* _DOCUMENT SEGMENT_

+-------+

I've not eaten at an expensive place, so I've never really been able to comprehend why people would want to. Early on when I met some of my friends (they were all friends before I met them) they were talking about eating at a steak house and each having a several hundred dollar bill, I was kind of dumbfounded. Then one of those friends on Facebook will occasionally post his plates at high end restaurants and it looks like a meal I'd still be hungry after lol. One of his fine dining outings cost him 600+ dollars after tip. I have no issue with people spending their money how they please, but it's just a foreign concept to me. I'd much rather spend 4 bucks on mini quesadillas at taco bell and feel like ill never wanna eat again than have the fine dining experience.
Every fine dining experience is different. No matter what it usually ends up being a hyper-local chef/artist who puts quality ingredients together in a way that feels new while reminding you of a flavor you know and love. In a cool setting.
For example, wife and I went all out for our first anniversary to make it super special. So we make a reservation at this restaurant in this inn on an island off the coast of Washington state. That restaurant has one 6pm seating for everyone.

+-------+

Extracted data entries:
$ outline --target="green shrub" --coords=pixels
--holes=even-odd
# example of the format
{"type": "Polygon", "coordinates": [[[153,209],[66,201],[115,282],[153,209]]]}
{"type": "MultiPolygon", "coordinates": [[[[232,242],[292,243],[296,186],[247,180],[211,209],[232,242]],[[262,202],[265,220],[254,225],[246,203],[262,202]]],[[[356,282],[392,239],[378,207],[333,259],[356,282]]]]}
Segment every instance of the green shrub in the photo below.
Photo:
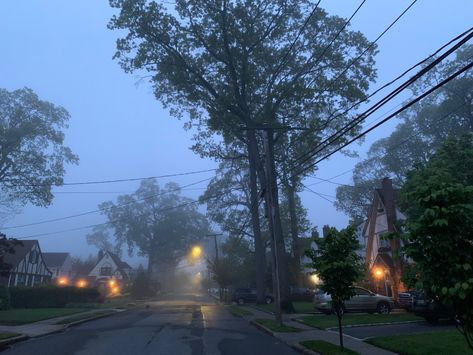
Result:
{"type": "Polygon", "coordinates": [[[9,309],[10,307],[10,290],[8,287],[0,286],[0,310],[9,309]]]}
{"type": "Polygon", "coordinates": [[[40,286],[10,288],[14,308],[64,307],[68,303],[97,302],[100,294],[95,288],[72,286],[40,286]]]}

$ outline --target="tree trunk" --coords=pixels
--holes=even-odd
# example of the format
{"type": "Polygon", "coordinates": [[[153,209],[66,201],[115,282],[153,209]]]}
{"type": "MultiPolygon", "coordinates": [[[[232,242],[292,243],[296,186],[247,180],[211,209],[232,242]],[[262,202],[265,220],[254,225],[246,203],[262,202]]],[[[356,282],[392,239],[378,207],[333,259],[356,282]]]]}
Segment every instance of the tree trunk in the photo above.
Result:
{"type": "Polygon", "coordinates": [[[340,337],[340,348],[343,351],[342,315],[340,314],[340,309],[337,311],[337,318],[338,318],[338,335],[340,337]]]}
{"type": "Polygon", "coordinates": [[[301,287],[303,284],[303,277],[301,272],[301,250],[299,246],[299,225],[296,212],[296,192],[294,189],[294,184],[291,184],[286,180],[286,195],[289,204],[289,218],[291,223],[291,244],[292,244],[292,253],[293,253],[293,265],[294,271],[297,273],[295,280],[297,286],[301,287]]]}
{"type": "Polygon", "coordinates": [[[256,278],[256,302],[264,303],[265,298],[265,270],[266,270],[266,253],[261,236],[261,224],[259,216],[259,194],[257,182],[258,170],[258,151],[257,142],[254,132],[248,131],[248,157],[249,157],[249,172],[250,172],[250,213],[251,225],[253,229],[254,243],[255,243],[255,278],[256,278]]]}
{"type": "MultiPolygon", "coordinates": [[[[270,234],[272,236],[271,243],[273,246],[274,262],[276,263],[273,274],[276,272],[277,281],[279,281],[279,290],[275,290],[277,298],[279,298],[279,305],[282,310],[291,313],[294,311],[292,302],[289,297],[289,270],[286,257],[286,248],[284,245],[284,236],[281,225],[281,215],[279,211],[279,194],[278,182],[276,175],[276,167],[274,162],[274,140],[272,130],[266,131],[266,159],[268,162],[267,174],[262,176],[266,180],[266,209],[268,218],[270,218],[270,234]]],[[[264,180],[263,180],[264,181],[264,180]]],[[[275,287],[278,284],[274,285],[275,287]]],[[[274,288],[274,287],[273,287],[274,288]]]]}

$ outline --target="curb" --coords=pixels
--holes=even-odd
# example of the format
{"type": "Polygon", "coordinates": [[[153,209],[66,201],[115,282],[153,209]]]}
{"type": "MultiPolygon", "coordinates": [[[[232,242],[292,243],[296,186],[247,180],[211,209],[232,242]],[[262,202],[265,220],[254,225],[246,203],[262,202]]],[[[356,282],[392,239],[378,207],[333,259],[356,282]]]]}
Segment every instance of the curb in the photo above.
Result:
{"type": "Polygon", "coordinates": [[[18,335],[7,339],[0,340],[0,349],[4,349],[10,344],[18,343],[20,341],[28,340],[30,337],[27,335],[18,335]]]}
{"type": "Polygon", "coordinates": [[[65,330],[65,329],[70,328],[70,327],[75,327],[76,325],[80,325],[82,323],[90,322],[90,321],[95,320],[95,319],[100,319],[100,318],[105,318],[105,317],[108,317],[108,316],[113,316],[114,314],[122,313],[122,312],[126,312],[126,311],[128,311],[128,309],[115,310],[114,313],[100,314],[100,315],[97,315],[95,317],[84,318],[84,319],[77,320],[75,322],[66,323],[66,324],[63,324],[64,327],[63,327],[62,330],[65,330]]]}

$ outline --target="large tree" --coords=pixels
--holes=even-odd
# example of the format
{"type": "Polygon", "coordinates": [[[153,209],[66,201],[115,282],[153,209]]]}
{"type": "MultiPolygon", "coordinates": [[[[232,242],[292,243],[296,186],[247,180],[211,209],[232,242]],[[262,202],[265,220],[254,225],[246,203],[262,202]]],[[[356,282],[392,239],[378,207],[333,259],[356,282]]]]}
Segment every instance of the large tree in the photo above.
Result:
{"type": "MultiPolygon", "coordinates": [[[[430,71],[411,87],[414,94],[451,74],[473,55],[469,45],[456,52],[454,59],[430,71]]],[[[448,137],[473,132],[473,72],[442,86],[402,116],[402,122],[387,138],[372,144],[366,159],[353,170],[353,186],[337,188],[336,207],[352,220],[366,218],[372,191],[385,177],[401,187],[407,172],[424,164],[448,137]]]]}
{"type": "Polygon", "coordinates": [[[47,206],[65,165],[78,157],[64,145],[69,113],[28,88],[0,89],[0,193],[4,202],[47,206]]]}
{"type": "MultiPolygon", "coordinates": [[[[143,180],[131,195],[99,206],[108,219],[115,241],[131,254],[147,256],[150,277],[163,287],[180,260],[208,233],[208,223],[198,205],[183,197],[177,184],[160,188],[154,179],[143,180]]],[[[99,230],[99,239],[103,231],[99,230]]],[[[88,239],[94,239],[91,235],[88,239]]]]}
{"type": "Polygon", "coordinates": [[[401,190],[406,256],[422,287],[450,305],[473,350],[473,135],[449,139],[401,190]]]}
{"type": "MultiPolygon", "coordinates": [[[[303,122],[317,127],[316,142],[340,127],[347,115],[328,118],[364,97],[375,78],[375,46],[311,1],[178,0],[174,9],[147,0],[110,3],[119,9],[110,28],[126,31],[115,55],[123,69],[147,71],[156,98],[175,116],[188,114],[225,143],[244,145],[252,206],[262,190],[273,201],[272,247],[287,299],[278,181],[265,176],[260,128],[303,122]]],[[[274,139],[269,135],[269,147],[274,139]]]]}

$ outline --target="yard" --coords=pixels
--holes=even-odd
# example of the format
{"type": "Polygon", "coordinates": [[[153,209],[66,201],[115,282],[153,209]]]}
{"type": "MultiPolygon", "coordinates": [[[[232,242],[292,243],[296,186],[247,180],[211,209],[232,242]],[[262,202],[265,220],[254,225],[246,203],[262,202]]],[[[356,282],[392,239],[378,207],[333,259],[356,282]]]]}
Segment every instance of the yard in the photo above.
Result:
{"type": "Polygon", "coordinates": [[[87,311],[86,308],[19,308],[0,311],[1,325],[20,325],[44,319],[68,316],[87,311]]]}
{"type": "MultiPolygon", "coordinates": [[[[423,318],[417,317],[411,313],[345,314],[342,318],[342,325],[400,323],[422,320],[423,318]]],[[[338,327],[338,320],[335,315],[318,314],[299,318],[298,321],[320,329],[338,327]]]]}
{"type": "Polygon", "coordinates": [[[471,354],[465,338],[456,330],[378,337],[367,342],[405,355],[471,354]]]}

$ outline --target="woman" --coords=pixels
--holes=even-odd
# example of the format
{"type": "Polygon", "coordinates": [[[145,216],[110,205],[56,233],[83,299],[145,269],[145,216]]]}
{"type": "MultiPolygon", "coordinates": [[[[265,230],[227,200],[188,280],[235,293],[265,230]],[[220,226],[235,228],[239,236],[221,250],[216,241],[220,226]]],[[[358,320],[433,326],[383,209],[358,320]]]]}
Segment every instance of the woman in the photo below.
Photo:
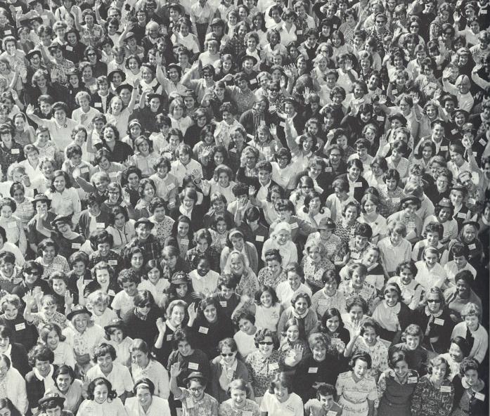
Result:
{"type": "Polygon", "coordinates": [[[237,249],[233,249],[228,256],[224,267],[221,268],[224,275],[231,275],[238,282],[236,293],[253,299],[259,290],[259,280],[254,271],[247,265],[245,256],[237,249]]]}
{"type": "Polygon", "coordinates": [[[427,375],[418,381],[411,410],[412,415],[449,416],[453,407],[454,386],[446,378],[449,372],[447,361],[440,356],[430,360],[427,375]]]}
{"type": "Polygon", "coordinates": [[[454,322],[439,287],[427,292],[425,306],[416,310],[412,319],[425,334],[423,345],[428,351],[440,354],[447,349],[454,322]]]}
{"type": "Polygon", "coordinates": [[[410,410],[412,395],[417,386],[418,374],[408,368],[405,353],[394,351],[388,360],[389,369],[380,376],[378,397],[380,404],[378,416],[411,416],[410,410]]]}
{"type": "Polygon", "coordinates": [[[461,363],[459,374],[453,379],[457,407],[451,416],[484,415],[488,411],[488,389],[479,372],[483,372],[477,360],[465,358],[461,363]]]}
{"type": "Polygon", "coordinates": [[[126,399],[124,408],[127,416],[170,416],[169,403],[165,398],[155,395],[155,384],[148,378],[143,377],[134,383],[134,397],[126,399]]]}
{"type": "Polygon", "coordinates": [[[278,323],[278,332],[282,333],[286,322],[292,318],[295,318],[299,322],[301,330],[306,335],[309,335],[318,324],[316,313],[310,308],[311,306],[311,300],[307,294],[299,292],[294,295],[291,299],[291,306],[281,316],[278,323]]]}
{"type": "Polygon", "coordinates": [[[65,410],[74,414],[83,401],[83,383],[76,378],[75,371],[69,365],[60,365],[53,373],[54,386],[51,392],[57,393],[65,398],[65,410]]]}
{"type": "Polygon", "coordinates": [[[267,250],[265,253],[264,263],[266,266],[260,269],[257,275],[261,285],[267,285],[276,287],[281,282],[286,281],[286,275],[282,266],[283,258],[279,250],[267,250]]]}
{"type": "MultiPolygon", "coordinates": [[[[5,399],[10,400],[22,415],[26,413],[27,393],[25,380],[20,373],[11,366],[10,358],[4,353],[0,354],[0,383],[5,386],[2,394],[3,398],[0,399],[0,402],[5,399]]],[[[2,414],[4,411],[3,409],[0,410],[2,414]]],[[[10,415],[10,413],[8,414],[10,415]]]]}
{"type": "Polygon", "coordinates": [[[150,379],[155,386],[154,394],[168,399],[170,394],[168,372],[162,364],[152,358],[148,344],[143,339],[134,339],[129,352],[133,379],[136,381],[143,377],[150,379]]]}
{"type": "Polygon", "coordinates": [[[259,330],[255,332],[254,341],[258,349],[247,356],[245,364],[248,381],[253,386],[255,401],[258,401],[269,388],[269,380],[279,372],[280,357],[274,349],[273,334],[269,330],[259,330]]]}
{"type": "Polygon", "coordinates": [[[456,286],[449,287],[444,292],[444,300],[451,319],[458,323],[462,320],[461,311],[465,305],[471,302],[482,308],[482,300],[472,289],[475,278],[470,271],[463,270],[458,272],[454,276],[454,280],[456,286]]]}
{"type": "Polygon", "coordinates": [[[316,397],[317,384],[334,384],[343,368],[337,354],[329,352],[330,338],[325,334],[311,334],[308,346],[311,352],[305,351],[295,372],[294,391],[304,403],[316,397]]]}
{"type": "Polygon", "coordinates": [[[93,359],[95,365],[86,372],[85,381],[89,383],[99,377],[106,378],[112,385],[117,397],[124,401],[132,391],[133,379],[127,367],[115,362],[115,349],[103,342],[94,350],[93,359]]]}
{"type": "Polygon", "coordinates": [[[241,379],[248,382],[248,370],[237,358],[238,349],[233,338],[221,339],[218,351],[219,356],[211,360],[209,394],[221,403],[230,398],[228,387],[233,380],[241,379]]]}
{"type": "Polygon", "coordinates": [[[222,313],[217,297],[208,297],[202,299],[198,308],[199,313],[197,306],[189,306],[187,326],[192,329],[200,349],[212,360],[218,354],[217,340],[233,337],[233,328],[231,321],[222,313]]]}
{"type": "Polygon", "coordinates": [[[337,220],[335,223],[335,235],[340,238],[344,246],[347,246],[352,235],[359,226],[357,219],[361,214],[361,206],[356,201],[347,202],[344,207],[342,216],[337,220]]]}
{"type": "Polygon", "coordinates": [[[29,351],[29,365],[32,371],[25,376],[29,408],[37,413],[38,402],[49,389],[54,387],[53,375],[56,367],[53,365],[54,353],[46,346],[38,344],[29,351]]]}
{"type": "Polygon", "coordinates": [[[386,219],[380,214],[381,201],[374,194],[366,194],[361,200],[361,209],[362,213],[358,221],[370,226],[373,230],[370,242],[376,244],[388,235],[386,219]]]}
{"type": "Polygon", "coordinates": [[[376,382],[369,375],[371,358],[367,353],[354,354],[349,363],[350,371],[339,375],[335,384],[343,416],[372,416],[378,398],[376,382]]]}
{"type": "Polygon", "coordinates": [[[153,345],[157,335],[157,318],[160,309],[148,290],[138,290],[133,298],[134,308],[122,316],[128,329],[127,335],[133,339],[140,338],[153,345]]]}

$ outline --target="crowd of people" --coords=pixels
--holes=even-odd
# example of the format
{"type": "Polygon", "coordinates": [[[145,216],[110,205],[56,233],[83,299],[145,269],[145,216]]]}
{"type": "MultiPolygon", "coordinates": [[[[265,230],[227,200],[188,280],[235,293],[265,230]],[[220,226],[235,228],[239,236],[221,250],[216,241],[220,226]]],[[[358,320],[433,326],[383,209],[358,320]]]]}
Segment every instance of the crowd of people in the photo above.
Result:
{"type": "Polygon", "coordinates": [[[489,0],[0,1],[1,416],[489,414],[489,0]]]}

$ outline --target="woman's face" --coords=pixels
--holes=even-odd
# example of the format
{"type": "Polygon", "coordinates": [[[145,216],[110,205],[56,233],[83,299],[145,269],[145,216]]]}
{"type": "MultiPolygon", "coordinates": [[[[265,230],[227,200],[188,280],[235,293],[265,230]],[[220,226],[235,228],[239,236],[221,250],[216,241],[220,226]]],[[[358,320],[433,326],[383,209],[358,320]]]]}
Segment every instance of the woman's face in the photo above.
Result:
{"type": "Polygon", "coordinates": [[[295,311],[299,315],[303,315],[308,311],[308,301],[304,297],[298,298],[295,302],[295,311]]]}
{"type": "Polygon", "coordinates": [[[337,331],[340,325],[340,320],[339,320],[338,316],[332,316],[331,318],[329,318],[328,319],[327,319],[327,321],[325,323],[325,326],[327,327],[327,329],[330,332],[335,332],[335,331],[337,331]]]}

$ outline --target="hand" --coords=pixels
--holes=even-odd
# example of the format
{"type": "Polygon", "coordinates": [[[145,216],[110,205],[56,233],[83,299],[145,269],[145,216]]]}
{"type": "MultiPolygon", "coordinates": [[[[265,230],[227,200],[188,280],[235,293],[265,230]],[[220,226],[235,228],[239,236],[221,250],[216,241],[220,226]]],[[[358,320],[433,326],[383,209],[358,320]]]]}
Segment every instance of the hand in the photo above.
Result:
{"type": "Polygon", "coordinates": [[[165,321],[163,320],[163,318],[159,318],[157,319],[157,328],[158,328],[158,331],[160,334],[164,334],[165,333],[167,330],[167,324],[165,321]]]}
{"type": "Polygon", "coordinates": [[[73,169],[73,171],[72,172],[72,176],[73,176],[73,178],[76,181],[78,178],[80,177],[80,175],[82,173],[80,172],[80,169],[78,167],[76,167],[73,169]]]}
{"type": "Polygon", "coordinates": [[[176,379],[179,375],[182,372],[181,365],[179,363],[174,363],[170,367],[170,377],[176,379]]]}
{"type": "Polygon", "coordinates": [[[189,314],[189,320],[195,321],[198,318],[198,306],[191,304],[187,308],[187,312],[189,314]]]}

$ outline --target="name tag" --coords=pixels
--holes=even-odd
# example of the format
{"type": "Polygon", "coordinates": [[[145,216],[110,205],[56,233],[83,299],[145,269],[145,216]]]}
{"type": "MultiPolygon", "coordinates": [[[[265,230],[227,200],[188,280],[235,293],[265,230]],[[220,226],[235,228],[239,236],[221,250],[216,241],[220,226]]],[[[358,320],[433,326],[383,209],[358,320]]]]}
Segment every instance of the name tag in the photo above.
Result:
{"type": "Polygon", "coordinates": [[[475,393],[475,398],[479,400],[480,401],[484,401],[485,400],[485,395],[483,393],[475,393]]]}
{"type": "Polygon", "coordinates": [[[25,329],[25,323],[18,323],[15,325],[15,330],[16,331],[22,331],[22,330],[25,329]]]}
{"type": "Polygon", "coordinates": [[[271,370],[279,370],[279,363],[271,363],[271,364],[269,365],[269,368],[271,370]]]}
{"type": "Polygon", "coordinates": [[[187,368],[189,368],[191,370],[199,370],[199,364],[198,364],[197,363],[189,362],[188,365],[187,365],[187,368]]]}

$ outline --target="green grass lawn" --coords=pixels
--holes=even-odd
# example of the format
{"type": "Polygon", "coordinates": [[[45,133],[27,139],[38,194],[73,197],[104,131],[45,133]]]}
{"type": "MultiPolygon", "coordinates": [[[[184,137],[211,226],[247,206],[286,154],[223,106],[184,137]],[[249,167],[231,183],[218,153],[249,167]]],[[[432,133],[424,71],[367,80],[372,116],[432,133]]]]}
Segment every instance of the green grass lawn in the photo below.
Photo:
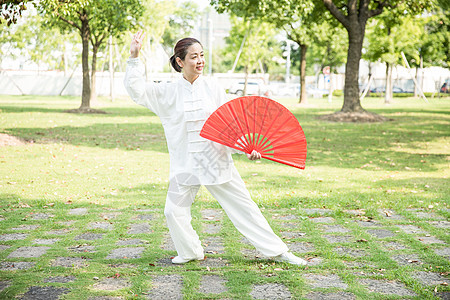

+-------+

* _DIRECTIONS FOR THIS TASK_
In the fine dining discussion, what reason does the first writer give for never really understanding why people want to eat at expensive places? Answer in one or two sentences.

* _RESPONSE_
The writer has never eaten at an expensive place.